Copy out each of the items below word for word, leaving out the pictures.

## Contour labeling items
:::

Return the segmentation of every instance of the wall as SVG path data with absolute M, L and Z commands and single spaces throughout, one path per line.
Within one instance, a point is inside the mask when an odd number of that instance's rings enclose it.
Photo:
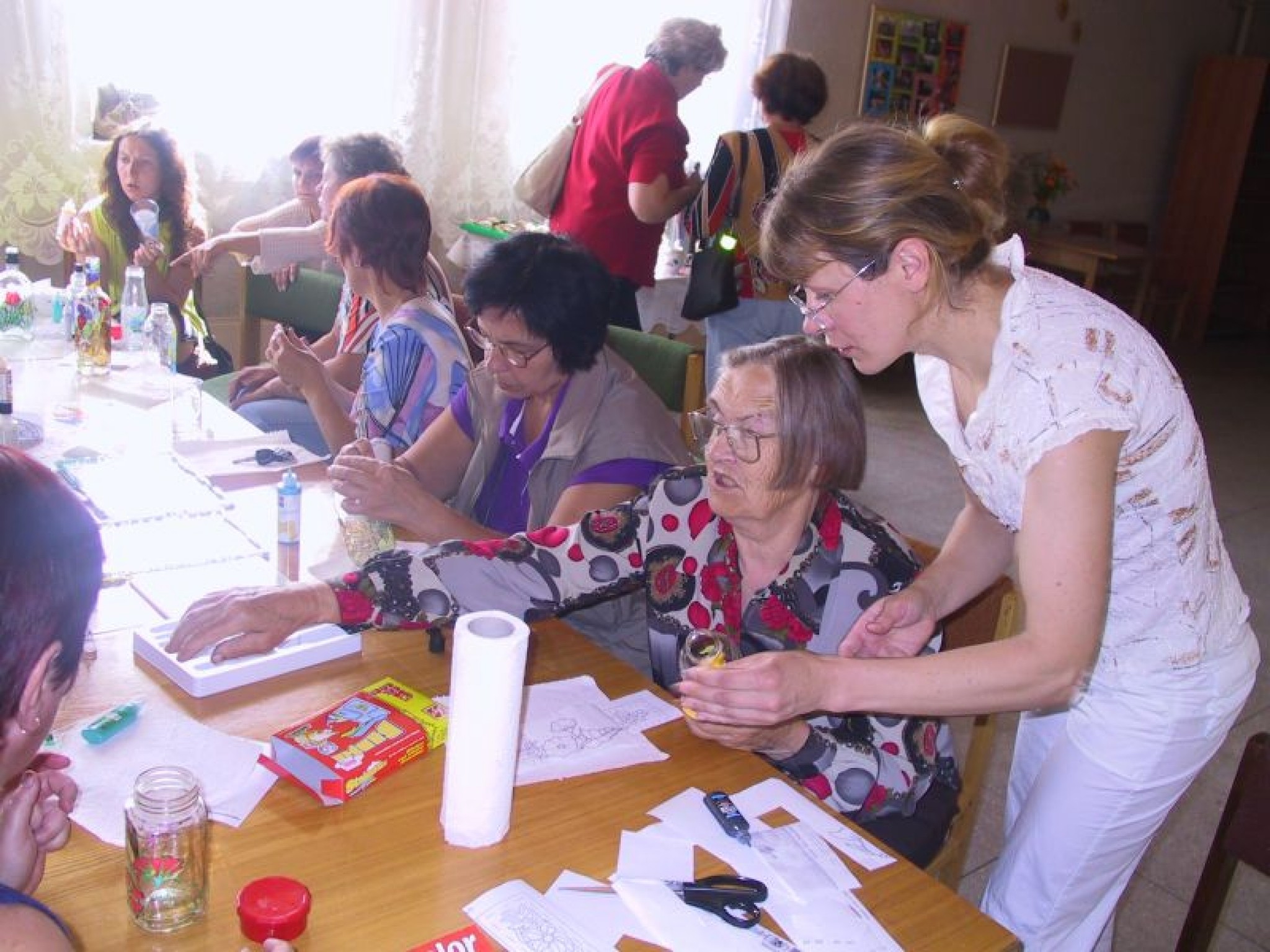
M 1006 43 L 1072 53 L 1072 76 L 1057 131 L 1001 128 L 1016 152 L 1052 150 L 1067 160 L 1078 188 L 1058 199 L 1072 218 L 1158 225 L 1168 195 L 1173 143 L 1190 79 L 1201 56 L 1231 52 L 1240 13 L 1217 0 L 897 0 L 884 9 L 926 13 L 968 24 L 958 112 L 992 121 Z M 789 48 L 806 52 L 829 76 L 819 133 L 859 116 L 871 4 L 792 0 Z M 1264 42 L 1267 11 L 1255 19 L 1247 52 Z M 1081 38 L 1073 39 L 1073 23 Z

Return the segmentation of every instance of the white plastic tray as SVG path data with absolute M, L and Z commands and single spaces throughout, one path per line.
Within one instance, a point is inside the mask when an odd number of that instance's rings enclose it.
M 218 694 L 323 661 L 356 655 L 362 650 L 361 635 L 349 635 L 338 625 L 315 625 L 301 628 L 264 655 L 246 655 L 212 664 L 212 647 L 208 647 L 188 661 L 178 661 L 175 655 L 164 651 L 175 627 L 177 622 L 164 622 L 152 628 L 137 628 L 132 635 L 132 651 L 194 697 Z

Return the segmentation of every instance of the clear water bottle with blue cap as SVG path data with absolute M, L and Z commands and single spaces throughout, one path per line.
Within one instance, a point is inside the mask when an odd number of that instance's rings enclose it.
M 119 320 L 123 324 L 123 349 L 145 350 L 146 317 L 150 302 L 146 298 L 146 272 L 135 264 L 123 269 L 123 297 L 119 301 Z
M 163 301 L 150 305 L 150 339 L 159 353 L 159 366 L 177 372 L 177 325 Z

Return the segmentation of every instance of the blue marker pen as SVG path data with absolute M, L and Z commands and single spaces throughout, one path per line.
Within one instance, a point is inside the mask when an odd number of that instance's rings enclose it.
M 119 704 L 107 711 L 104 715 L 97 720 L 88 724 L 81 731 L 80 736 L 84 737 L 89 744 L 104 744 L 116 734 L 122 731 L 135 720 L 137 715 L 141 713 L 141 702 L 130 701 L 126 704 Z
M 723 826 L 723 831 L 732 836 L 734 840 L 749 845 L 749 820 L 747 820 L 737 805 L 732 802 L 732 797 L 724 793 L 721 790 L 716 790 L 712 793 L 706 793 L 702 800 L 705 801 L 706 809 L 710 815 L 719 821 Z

:::

## Output of the task
Return the segmentation of every instance of the wall as SVG path data with absolute M, L and Z commands and single spaces throughout, one path per line.
Within one instance, a point is inside the mask when an odd number of that instance's rings enclose it.
Photo:
M 1006 43 L 1072 53 L 1072 76 L 1057 131 L 1001 128 L 1016 152 L 1052 150 L 1067 160 L 1078 188 L 1058 199 L 1072 218 L 1158 225 L 1168 195 L 1173 143 L 1190 79 L 1201 56 L 1231 52 L 1240 13 L 1217 0 L 897 0 L 884 9 L 926 13 L 968 24 L 958 112 L 992 121 Z M 789 48 L 806 52 L 829 76 L 819 133 L 859 116 L 871 4 L 792 0 Z M 1264 42 L 1267 11 L 1255 19 L 1247 52 Z M 1081 38 L 1073 39 L 1073 23 Z

Return the segmentation of every instance of the white plastic tray as SVG path data with absolute M, L and Z commands and single spaces throughout, one path per line.
Within one instance, a point is inside the mask when an odd number of that instance's rings enclose it.
M 218 694 L 323 661 L 356 655 L 362 650 L 361 635 L 349 635 L 338 625 L 315 625 L 301 628 L 264 655 L 246 655 L 212 664 L 212 647 L 208 647 L 188 661 L 178 661 L 175 655 L 164 651 L 175 627 L 177 622 L 164 622 L 152 628 L 137 628 L 132 635 L 132 651 L 194 697 Z

Return the segmentation of every instance of the clear water bottle with blue cap as SVG path data with absolute M, L and Z commands and single spaces throughout, one path per line.
Within one instance, a point is inside the mask when an odd number of that instance's rings enclose it.
M 119 320 L 123 324 L 123 349 L 145 350 L 146 317 L 150 302 L 146 298 L 146 272 L 135 264 L 123 269 L 123 297 L 119 301 Z
M 163 301 L 150 305 L 150 339 L 159 353 L 159 366 L 177 372 L 177 325 Z

Return the segmentation of every instance of the blue marker pen as SVG path data with absolute M, L and Z commands and single spaces throughout, one path per line.
Within one instance, a point is inside the mask when an odd number of that instance's rings enclose it.
M 119 704 L 107 711 L 104 715 L 97 720 L 88 724 L 81 731 L 80 736 L 84 737 L 89 744 L 104 744 L 116 734 L 122 731 L 135 720 L 137 715 L 141 713 L 141 702 L 130 701 L 126 704 Z
M 723 826 L 723 831 L 732 836 L 734 840 L 749 845 L 749 820 L 747 820 L 737 805 L 732 802 L 732 797 L 724 793 L 721 790 L 716 790 L 712 793 L 706 793 L 702 800 L 705 801 L 706 809 L 710 815 L 719 821 Z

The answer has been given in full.